## Exercise
Set down, in full, every record in the block.
******************************
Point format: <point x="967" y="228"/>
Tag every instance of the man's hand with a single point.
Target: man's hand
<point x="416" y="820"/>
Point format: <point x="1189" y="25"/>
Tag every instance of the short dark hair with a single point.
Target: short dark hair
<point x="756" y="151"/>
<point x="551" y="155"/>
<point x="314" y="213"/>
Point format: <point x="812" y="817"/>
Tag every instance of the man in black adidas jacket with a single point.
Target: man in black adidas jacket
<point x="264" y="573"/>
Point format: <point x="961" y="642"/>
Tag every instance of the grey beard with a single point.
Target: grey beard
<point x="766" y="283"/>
******************************
## Expected answer
Point format: <point x="967" y="228"/>
Tag every instance of the man's hand with a single point.
Target: man's hand
<point x="416" y="820"/>
Point format: <point x="1189" y="25"/>
Tag every instance of the short dark hair with a single point.
Target: short dark hair
<point x="756" y="151"/>
<point x="551" y="155"/>
<point x="314" y="213"/>
Point format: <point x="812" y="817"/>
Tag every instance of the man in black adidas jacket with a single point.
Target: man in black adidas jacket
<point x="264" y="573"/>
Point format: <point x="961" y="642"/>
Tag every instance of the grey beard with a single point.
Target: grey beard
<point x="766" y="283"/>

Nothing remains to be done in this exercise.